■ DATA ROWS ■
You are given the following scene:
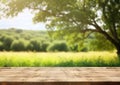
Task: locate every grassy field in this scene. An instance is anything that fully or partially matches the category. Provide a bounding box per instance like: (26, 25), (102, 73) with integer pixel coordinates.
(0, 52), (120, 67)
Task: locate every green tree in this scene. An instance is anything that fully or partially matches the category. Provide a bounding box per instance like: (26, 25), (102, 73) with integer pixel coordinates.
(47, 41), (68, 51)
(1, 0), (120, 55)
(11, 40), (26, 51)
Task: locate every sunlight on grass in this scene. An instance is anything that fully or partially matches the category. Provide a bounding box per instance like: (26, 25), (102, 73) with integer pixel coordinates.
(0, 52), (120, 67)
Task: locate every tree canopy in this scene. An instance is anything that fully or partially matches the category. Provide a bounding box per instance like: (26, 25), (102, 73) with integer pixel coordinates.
(1, 0), (120, 55)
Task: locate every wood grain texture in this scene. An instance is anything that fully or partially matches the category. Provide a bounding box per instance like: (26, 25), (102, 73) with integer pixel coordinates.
(0, 67), (120, 85)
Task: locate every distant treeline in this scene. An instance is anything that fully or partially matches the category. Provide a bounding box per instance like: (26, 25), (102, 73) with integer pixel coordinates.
(0, 28), (113, 52)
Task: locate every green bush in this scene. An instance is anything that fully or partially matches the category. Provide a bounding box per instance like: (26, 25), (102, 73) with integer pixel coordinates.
(27, 40), (40, 51)
(11, 40), (26, 51)
(0, 42), (4, 51)
(47, 42), (68, 51)
(40, 42), (49, 52)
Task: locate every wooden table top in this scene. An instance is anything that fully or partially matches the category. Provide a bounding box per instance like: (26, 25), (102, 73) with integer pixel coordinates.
(0, 67), (120, 82)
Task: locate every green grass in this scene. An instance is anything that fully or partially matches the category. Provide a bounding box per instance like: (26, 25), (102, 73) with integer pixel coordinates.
(0, 52), (120, 67)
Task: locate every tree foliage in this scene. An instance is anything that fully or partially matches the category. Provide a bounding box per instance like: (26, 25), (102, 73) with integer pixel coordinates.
(1, 0), (120, 55)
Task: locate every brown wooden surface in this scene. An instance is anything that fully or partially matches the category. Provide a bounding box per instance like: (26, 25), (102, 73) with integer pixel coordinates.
(0, 67), (120, 85)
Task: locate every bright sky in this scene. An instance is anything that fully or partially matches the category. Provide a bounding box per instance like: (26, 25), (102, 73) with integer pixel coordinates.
(0, 9), (45, 30)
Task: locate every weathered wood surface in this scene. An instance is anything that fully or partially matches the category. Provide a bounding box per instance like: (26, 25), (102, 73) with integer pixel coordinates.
(0, 67), (120, 85)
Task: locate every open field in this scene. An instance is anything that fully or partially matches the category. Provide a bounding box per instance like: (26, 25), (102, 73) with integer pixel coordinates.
(0, 52), (120, 67)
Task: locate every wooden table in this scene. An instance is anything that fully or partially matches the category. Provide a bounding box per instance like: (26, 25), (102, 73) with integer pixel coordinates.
(0, 67), (120, 85)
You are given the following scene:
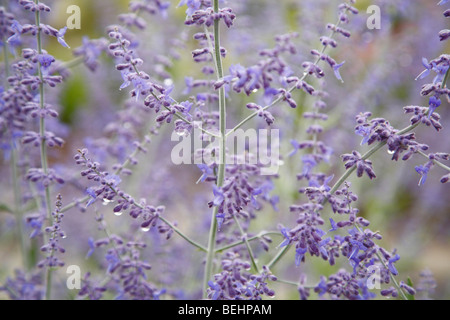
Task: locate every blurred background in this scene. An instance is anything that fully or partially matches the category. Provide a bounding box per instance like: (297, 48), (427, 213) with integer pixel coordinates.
(0, 0), (450, 299)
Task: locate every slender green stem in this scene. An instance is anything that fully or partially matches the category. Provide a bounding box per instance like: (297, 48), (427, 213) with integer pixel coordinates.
(216, 231), (281, 253)
(115, 29), (220, 138)
(417, 150), (450, 171)
(227, 9), (348, 135)
(233, 215), (259, 273)
(203, 0), (227, 298)
(79, 152), (207, 252)
(35, 0), (52, 300)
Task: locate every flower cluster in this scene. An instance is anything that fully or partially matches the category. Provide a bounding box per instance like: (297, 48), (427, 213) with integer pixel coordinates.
(0, 0), (450, 300)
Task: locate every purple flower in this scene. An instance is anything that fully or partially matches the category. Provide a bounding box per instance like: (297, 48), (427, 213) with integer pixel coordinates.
(86, 187), (97, 208)
(388, 254), (400, 276)
(279, 228), (291, 248)
(86, 237), (95, 258)
(7, 20), (23, 46)
(355, 126), (371, 145)
(295, 248), (308, 267)
(37, 53), (55, 70)
(213, 186), (225, 206)
(178, 0), (202, 16)
(428, 96), (441, 119)
(333, 61), (345, 82)
(416, 165), (430, 186)
(56, 26), (70, 48)
(328, 218), (338, 232)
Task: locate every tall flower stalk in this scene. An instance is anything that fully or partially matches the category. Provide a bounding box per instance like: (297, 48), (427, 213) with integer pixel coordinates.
(203, 0), (227, 297)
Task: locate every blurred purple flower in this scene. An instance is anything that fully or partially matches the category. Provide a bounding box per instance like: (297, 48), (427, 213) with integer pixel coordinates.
(56, 26), (70, 48)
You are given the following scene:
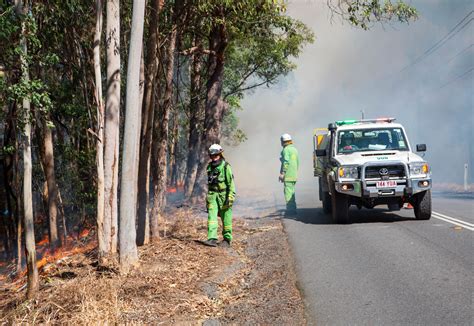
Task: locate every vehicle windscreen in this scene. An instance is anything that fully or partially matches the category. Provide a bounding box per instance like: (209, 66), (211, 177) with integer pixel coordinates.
(337, 128), (408, 154)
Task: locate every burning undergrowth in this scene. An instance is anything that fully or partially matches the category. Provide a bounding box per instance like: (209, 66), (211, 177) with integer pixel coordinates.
(0, 209), (304, 325)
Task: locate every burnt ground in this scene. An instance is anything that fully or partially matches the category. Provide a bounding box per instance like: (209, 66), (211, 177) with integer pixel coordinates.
(0, 199), (306, 325)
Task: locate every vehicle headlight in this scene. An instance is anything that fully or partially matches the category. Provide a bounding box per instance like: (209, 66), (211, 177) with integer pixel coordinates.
(338, 165), (359, 179)
(410, 162), (430, 178)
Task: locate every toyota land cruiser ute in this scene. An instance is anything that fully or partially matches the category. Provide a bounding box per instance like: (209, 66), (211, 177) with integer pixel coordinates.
(313, 118), (432, 223)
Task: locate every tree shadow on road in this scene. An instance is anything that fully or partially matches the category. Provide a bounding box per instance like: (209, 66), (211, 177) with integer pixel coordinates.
(282, 208), (415, 225)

■ INSTRUCTION ■
Output the lines of all the entries above as a JSON list of strings, one string per line and no blank lines, leaving the pictures out.

■ IN RESPONSE ■
[
  "You are given the following scene:",
  "Task: locate every grassy field in this scene. An instance is anything that fully or partially matches the category. Provide a bounding box per instance like: (26, 25), (102, 73) with integer pixel coordinates.",
  "(0, 52), (120, 67)",
  "Task: locate every green tree in this scene. An instance is anything that fully or partially matches the category. Provide a bounding box per instance like: (26, 25), (102, 73) with integer pixel coordinates.",
  "(47, 41), (68, 51)",
  "(1, 0), (120, 55)",
  "(11, 40), (26, 51)",
  "Task: locate every sunlight on grass in this scene. An instance is anything that fully or partially matches the category. Provide a bounding box per instance like: (26, 25), (102, 73) with integer pixel coordinates.",
  "(0, 52), (120, 67)",
  "Task: locate every tree canopy in this scene. An instance is anything that fully or partially matches the category. Provide a bounding box per instance like: (26, 25), (102, 73) with integer pixel coordinates.",
  "(1, 0), (120, 55)",
  "Task: locate every wood grain texture in this scene. An instance is anything that fully or partially matches the category. Provide a bounding box per instance like: (26, 25), (102, 73) with integer pixel coordinates.",
  "(0, 67), (120, 85)",
  "Task: locate every distant treeline in this scene. An instance is anything that fully or partially matches the category. Provide a bounding box per instance like: (26, 25), (102, 73) with integer pixel coordinates.",
  "(0, 28), (113, 52)",
  "Task: locate every green bush in this scene. An instance is anything that fully or partially matches the category. Provide a bounding box per instance like: (26, 25), (102, 73) with integer pixel coordinates.",
  "(27, 40), (40, 51)",
  "(11, 40), (26, 51)",
  "(0, 42), (4, 51)",
  "(47, 42), (68, 51)",
  "(40, 42), (49, 52)",
  "Task: locate every wooden table top in this scene. An instance is anything that fully or partially matches the category. Provide a bounding box per instance like: (26, 25), (102, 73) with integer pixel coordinates.",
  "(0, 67), (120, 82)",
  "Task: locate every green grass in this scene. An instance is anything that fully or partially matches the category. Provide a bounding box per instance like: (26, 25), (102, 73) with integer pixel coordinates.",
  "(0, 52), (120, 67)",
  "Task: locate every tree foliage in this scene. An instance is anything that fully or partially matches the category. Provide a bounding box per instance like: (26, 25), (102, 73) with integer pixel coordinates.",
  "(1, 0), (120, 55)",
  "Task: locate every brown wooden surface in this scene. An instance is anything that fully or partially matches the category. Provide a bounding box per instance like: (26, 25), (102, 73) with integer pixel coordinates.",
  "(0, 67), (120, 85)",
  "Task: locate every bright sky in this scene. An instance is anything that fully or partially matches the category. Provide a bounding box per instance like: (26, 25), (102, 73) with integer pixel coordinates.",
  "(0, 9), (45, 30)",
  "Task: locate every weathered wood surface in this scene. An instance is anything that fully or partially matches the category. Provide a bounding box per instance like: (26, 25), (102, 73) with integer pixel coordinates.",
  "(0, 67), (120, 85)",
  "Task: locate every open field in this scene. An instance is anything that fully or partially matches the category. Provide a bounding box per instance like: (26, 25), (102, 73) with integer pixel coordinates.",
  "(0, 52), (120, 67)",
  "Task: locate every wooden table in this scene. An instance is anything that fully or partially matches the category. Provide a bounding box per instance like: (26, 25), (102, 73) with integer pixel coordinates.",
  "(0, 67), (120, 85)",
  "You are given the following scene:",
  "Task: locate every blurred background in this scene. An instance is anything that fully or partially matches the category. Provide a bounding box per instance like: (297, 48), (427, 213) with integer pixel coordinates.",
  "(0, 0), (450, 299)",
  "Task: locate every slender green stem in this scene. An instance is anything that fully or partially matches the category. Provide a bounding box per instance like: (297, 48), (427, 213) with integer pixel coordinates.",
  "(216, 231), (281, 253)",
  "(115, 29), (220, 138)",
  "(417, 150), (450, 171)",
  "(227, 9), (348, 135)",
  "(233, 215), (259, 273)",
  "(203, 0), (227, 298)",
  "(79, 152), (207, 252)",
  "(35, 0), (52, 300)",
  "Task: locate every flower cluster in this scene. An instance is anything that fully or partially matches the category. Provide a bounding box per instance like: (297, 48), (427, 213) with integer pixel coordinates.",
  "(0, 0), (450, 300)",
  "Task: locate every purple flower in this scene. An instance is anything that fully or partially matches the category. Provide a bounding box per instance like: (297, 48), (427, 213) with integer pixel coordinates.",
  "(86, 187), (97, 208)",
  "(388, 254), (400, 276)",
  "(279, 228), (291, 248)",
  "(86, 237), (95, 258)",
  "(7, 20), (23, 46)",
  "(355, 126), (371, 145)",
  "(295, 248), (308, 267)",
  "(37, 53), (55, 70)",
  "(213, 186), (225, 206)",
  "(178, 0), (202, 16)",
  "(428, 96), (441, 119)",
  "(333, 61), (345, 82)",
  "(416, 165), (430, 186)",
  "(56, 26), (70, 48)",
  "(328, 218), (338, 232)",
  "Task: locate every tall flower stalk in this scene. An instance is anything that fully or partially matches the category. Provide a bounding box per instance like: (297, 48), (427, 213) with integer pixel coordinates.",
  "(203, 0), (227, 297)",
  "Task: locate every blurred purple flower in this scene. An instance is anything that fully or partially matches the category. Provide a bounding box per instance like: (297, 48), (427, 213) with integer pixel coordinates.",
  "(56, 26), (70, 48)",
  "You are given the following scene:",
  "Task: locate every vehicle windscreen in this scene. An instance is anything that fully or partially matches the category. Provide a bounding box per instance like: (209, 66), (211, 177) with integer pixel coordinates.",
  "(337, 128), (408, 154)",
  "Task: locate every burning undergrowth in this scene. An instance is anything that fully or partially matches the category. Provide a bounding box per instance like: (209, 66), (211, 177) with integer pixel coordinates.",
  "(0, 209), (304, 325)",
  "Task: locate every burnt ground in this scene. An instance is anything that fully or partially matches the category. Provide a bounding box per instance like: (209, 66), (211, 177) with integer pixel coordinates.",
  "(0, 199), (306, 325)",
  "Task: locate every vehicle headlight in this scene. An instance is anything that fully or partially matches the category. Provide a bounding box per instance like: (209, 66), (211, 177) with integer pixel coordinates.",
  "(338, 165), (359, 179)",
  "(410, 162), (430, 178)",
  "Task: locate every toyota land cruiser ute in this scene. An instance is anything that fully or partially matches the category. Provide a bounding box per instance like: (209, 66), (211, 177) with integer pixel coordinates.",
  "(313, 118), (432, 223)",
  "Task: locate every tree shadow on road in this scene. An instance is anything that fully or partially matches the category. Provide a bounding box per instance like: (209, 66), (211, 177) with integer pixel coordinates.",
  "(282, 208), (415, 225)"
]